◆ Excerpt:
* * *

- Cover of EP

Song by Dalida
- Released: 1968
- Recorded: September 20, 1968
- Studio: Hoche
- Genre: Chanson; Russian romance;
- Length: 3:58
- Label: Barclay
- Composer(s): Boris Fomin
- Lyricist(s): Eddy Marnay

= Le Temps des fleurs =

"Le Temps des fleurs" (/fr/; "The time of flowers") is a song by French singer Dalida for her twenty-first studio album of the same name. While the French lyrics were written by Eddy Marnay, the melody was taken from Russian romance song "Dorogoi dlinnoyu" ("Дорогой длинною"), composed by Boris Fomin in 1924. Dalida covered the song after Mary Hopkin had a hit with her English version "Those Were the Days" one month earlier.

* * *

◆ Dataset rows:

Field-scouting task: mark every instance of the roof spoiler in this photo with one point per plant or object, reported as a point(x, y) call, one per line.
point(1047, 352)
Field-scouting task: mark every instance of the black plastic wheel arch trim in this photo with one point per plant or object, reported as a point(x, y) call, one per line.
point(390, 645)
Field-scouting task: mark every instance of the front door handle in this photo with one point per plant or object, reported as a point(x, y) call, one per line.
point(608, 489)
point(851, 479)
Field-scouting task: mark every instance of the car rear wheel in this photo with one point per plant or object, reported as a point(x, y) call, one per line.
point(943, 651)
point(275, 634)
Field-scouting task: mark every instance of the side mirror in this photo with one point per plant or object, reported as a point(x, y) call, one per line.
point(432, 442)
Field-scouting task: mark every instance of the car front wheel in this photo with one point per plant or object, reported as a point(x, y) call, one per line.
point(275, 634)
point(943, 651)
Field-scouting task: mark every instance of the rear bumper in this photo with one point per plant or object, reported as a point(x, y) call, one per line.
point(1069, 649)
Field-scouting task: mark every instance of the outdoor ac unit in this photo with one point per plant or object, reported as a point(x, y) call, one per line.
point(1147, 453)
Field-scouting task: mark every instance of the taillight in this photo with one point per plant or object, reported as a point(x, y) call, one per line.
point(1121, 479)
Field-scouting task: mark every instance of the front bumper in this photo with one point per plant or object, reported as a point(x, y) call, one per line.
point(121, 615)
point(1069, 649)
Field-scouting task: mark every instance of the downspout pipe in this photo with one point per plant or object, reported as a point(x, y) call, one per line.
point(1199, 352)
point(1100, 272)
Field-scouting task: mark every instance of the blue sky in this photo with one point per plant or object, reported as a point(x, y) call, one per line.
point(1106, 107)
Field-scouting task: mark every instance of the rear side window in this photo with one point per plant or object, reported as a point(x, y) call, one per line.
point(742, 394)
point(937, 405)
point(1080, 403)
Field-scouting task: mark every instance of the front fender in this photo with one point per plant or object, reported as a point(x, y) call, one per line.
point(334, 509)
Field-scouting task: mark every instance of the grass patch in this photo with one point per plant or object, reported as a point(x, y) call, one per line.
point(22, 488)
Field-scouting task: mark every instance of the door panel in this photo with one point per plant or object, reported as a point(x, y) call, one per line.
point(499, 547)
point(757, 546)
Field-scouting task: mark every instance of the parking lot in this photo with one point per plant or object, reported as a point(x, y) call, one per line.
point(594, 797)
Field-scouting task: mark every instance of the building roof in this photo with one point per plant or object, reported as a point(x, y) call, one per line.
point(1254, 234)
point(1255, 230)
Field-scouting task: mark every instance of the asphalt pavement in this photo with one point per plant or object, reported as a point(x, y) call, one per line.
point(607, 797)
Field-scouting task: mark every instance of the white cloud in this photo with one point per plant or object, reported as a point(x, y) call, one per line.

* * *

◆ Problem 1:
List every person named in the article on "Le Temps des fleurs".
◆ Problem 2:
Reproduce the passage of the article on "Le Temps des fleurs" from "Song by Dalida" up to and including "one month earlier.".

◆ Exercise solution 1:
Dalida, Eddy Marnay, Boris Fomin, Mary Hopkin

◆ Exercise solution 2:
Song by Dalida
- Released: 1968
- Recorded: September 20, 1968
- Studio: Hoche
- Genre: Chanson; Russian romance;
- Length: 3:58
- Label: Barclay
- Composer(s): Boris Fomin
- Lyricist(s): Eddy Marnay

= Le Temps des fleurs =

"Le Temps des fleurs" (/fr/; "The time of flowers") is a song by French singer Dalida for her twenty-first studio album of the same name. While the French lyrics were written by Eddy Marnay, the melody was taken from Russian romance song "Dorogoi dlinnoyu" ("Дорогой длинною"), composed by Boris Fomin in 1924. Dalida covered the song after Mary Hopkin had a hit with her English version "Those Were the Days" one month earlier.